--- Given records Enclosed Below ---
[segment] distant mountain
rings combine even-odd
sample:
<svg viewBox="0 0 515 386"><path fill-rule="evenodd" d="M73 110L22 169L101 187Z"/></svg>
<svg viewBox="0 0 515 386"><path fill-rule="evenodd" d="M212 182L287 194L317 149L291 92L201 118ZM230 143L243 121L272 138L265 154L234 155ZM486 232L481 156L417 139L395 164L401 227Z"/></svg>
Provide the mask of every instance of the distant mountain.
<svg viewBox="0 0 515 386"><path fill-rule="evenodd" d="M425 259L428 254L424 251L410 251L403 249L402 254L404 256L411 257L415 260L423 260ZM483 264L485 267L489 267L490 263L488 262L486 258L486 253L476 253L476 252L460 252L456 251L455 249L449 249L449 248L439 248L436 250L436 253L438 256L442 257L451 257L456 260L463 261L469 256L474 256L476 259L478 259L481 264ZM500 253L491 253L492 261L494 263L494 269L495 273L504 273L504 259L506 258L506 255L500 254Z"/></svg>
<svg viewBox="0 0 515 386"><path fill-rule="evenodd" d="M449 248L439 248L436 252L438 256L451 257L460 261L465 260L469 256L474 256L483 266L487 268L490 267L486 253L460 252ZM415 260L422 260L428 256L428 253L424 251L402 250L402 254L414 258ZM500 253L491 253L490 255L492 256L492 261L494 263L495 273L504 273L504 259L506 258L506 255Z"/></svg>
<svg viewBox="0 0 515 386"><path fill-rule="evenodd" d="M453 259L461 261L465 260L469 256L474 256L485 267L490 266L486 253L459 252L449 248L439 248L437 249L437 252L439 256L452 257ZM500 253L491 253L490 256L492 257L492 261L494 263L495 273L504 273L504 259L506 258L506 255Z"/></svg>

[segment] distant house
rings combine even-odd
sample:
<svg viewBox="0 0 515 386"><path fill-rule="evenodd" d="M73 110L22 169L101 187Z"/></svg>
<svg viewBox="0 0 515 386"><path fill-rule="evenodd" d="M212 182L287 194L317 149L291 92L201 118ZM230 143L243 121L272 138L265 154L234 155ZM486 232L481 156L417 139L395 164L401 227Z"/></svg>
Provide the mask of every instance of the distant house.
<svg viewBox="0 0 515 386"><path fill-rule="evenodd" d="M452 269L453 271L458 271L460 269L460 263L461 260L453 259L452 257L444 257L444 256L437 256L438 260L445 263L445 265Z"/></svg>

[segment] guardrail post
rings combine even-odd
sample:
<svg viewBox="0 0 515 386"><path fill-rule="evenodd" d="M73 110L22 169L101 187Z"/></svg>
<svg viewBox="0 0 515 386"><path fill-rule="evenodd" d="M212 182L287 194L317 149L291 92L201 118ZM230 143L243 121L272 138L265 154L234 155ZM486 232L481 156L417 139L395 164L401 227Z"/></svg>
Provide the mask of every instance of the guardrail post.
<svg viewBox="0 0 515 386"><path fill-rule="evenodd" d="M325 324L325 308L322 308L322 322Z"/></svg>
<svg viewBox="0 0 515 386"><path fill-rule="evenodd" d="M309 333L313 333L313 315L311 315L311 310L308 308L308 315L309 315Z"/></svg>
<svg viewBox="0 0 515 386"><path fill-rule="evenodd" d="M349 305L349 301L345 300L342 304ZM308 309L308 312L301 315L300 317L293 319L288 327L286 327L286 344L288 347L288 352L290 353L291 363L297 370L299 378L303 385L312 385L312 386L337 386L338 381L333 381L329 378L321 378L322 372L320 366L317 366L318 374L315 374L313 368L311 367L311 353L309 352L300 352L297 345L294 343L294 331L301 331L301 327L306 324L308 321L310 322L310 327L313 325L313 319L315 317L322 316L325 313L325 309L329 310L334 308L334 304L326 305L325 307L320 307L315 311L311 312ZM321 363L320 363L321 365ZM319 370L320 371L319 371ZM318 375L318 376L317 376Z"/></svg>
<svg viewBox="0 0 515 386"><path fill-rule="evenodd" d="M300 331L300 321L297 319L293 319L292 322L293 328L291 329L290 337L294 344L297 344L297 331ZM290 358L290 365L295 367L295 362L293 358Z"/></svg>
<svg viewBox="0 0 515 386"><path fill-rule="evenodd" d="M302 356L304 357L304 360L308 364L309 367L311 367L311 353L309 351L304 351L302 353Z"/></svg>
--- End of Enclosed Given records ---
Task instructions
In which lines of the material above does the string "segment" occur? Copy them all.

Response
[segment] distant mountain
[segment] distant house
[segment] guardrail post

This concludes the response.